## DOCUMENT SOURCE:
Nunc Stans

29 mai - 6 juillet 2025

Pour Christelle Balbinot, tout commence par les mains. Née dans une famille d’ouvriers et d’entrepreneurs, le travail manuel n’était pas une option mais une façon d’être au monde. Dans cet univers, on avançait avec ce que l’on savait faire, pas avec ce que l’on pensait. Produire, bien faire, faire utile : telle était la boussole familiale.
Très jeune, Christelle intègre cette logique. Mais ce qu’on attend d’elle — précision, rendement, efficacité — ne suffit pas à nourrir une intuition plus intime : celle d’un rapport au monde plus libre, plus sensible, plus inventif. Après une formation technique exigeante dans le domaine du textile, elle commence à rencontrer un autre espace. Un espace où la main ne serait plus seulement au service de la production, mais aussi de l’expression.

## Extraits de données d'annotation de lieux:
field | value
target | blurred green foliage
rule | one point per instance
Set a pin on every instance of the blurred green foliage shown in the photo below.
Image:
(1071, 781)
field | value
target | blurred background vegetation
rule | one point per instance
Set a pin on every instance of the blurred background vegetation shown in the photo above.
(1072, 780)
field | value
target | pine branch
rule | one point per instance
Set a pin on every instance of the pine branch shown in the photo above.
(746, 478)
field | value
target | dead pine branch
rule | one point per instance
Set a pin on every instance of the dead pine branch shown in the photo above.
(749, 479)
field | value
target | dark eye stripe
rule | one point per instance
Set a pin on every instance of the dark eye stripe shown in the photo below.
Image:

## CONSIGNE A:
Mettez à jour le passage du texte sur Christelle Balbinot compris entre "Pour Christelle Balbinot, tout" et "aussi de l’expression.", inclus, en remplaçant "textile" par "tissage".
## CONSIGNE B:
Selon le texte sur Christelle Balbinot, à quelles dates l'exposition Nunc Stans a-t-elle lieu ?
Les enregistrements n'interviennent pas ici.

## RÉPONSE RÉDIGÉE A:
Pour Christelle Balbinot, tout commence par les mains. Née dans une famille d’ouvriers et d’entrepreneurs, le travail manuel n’était pas une option mais une façon d’être au monde. Dans cet univers, on avançait avec ce que l’on savait faire, pas avec ce que l’on pensait. Produire, bien faire, faire utile : telle était la boussole familiale.
Très jeune, Christelle intègre cette logique. Mais ce qu’on attend d’elle — précision, rendement, efficacité — ne suffit pas à nourrir une intuition plus intime : celle d’un rapport au monde plus libre, plus sensible, plus inventif. Après une formation technique exigeante dans le domaine du tissage, elle commence à rencontrer un autre espace. Un espace où la main ne serait plus seulement au service de la production, mais aussi de l’expression.

## RÉPONSE RÉDIGÉE B:
Du 29 mai au 6 juillet 2025.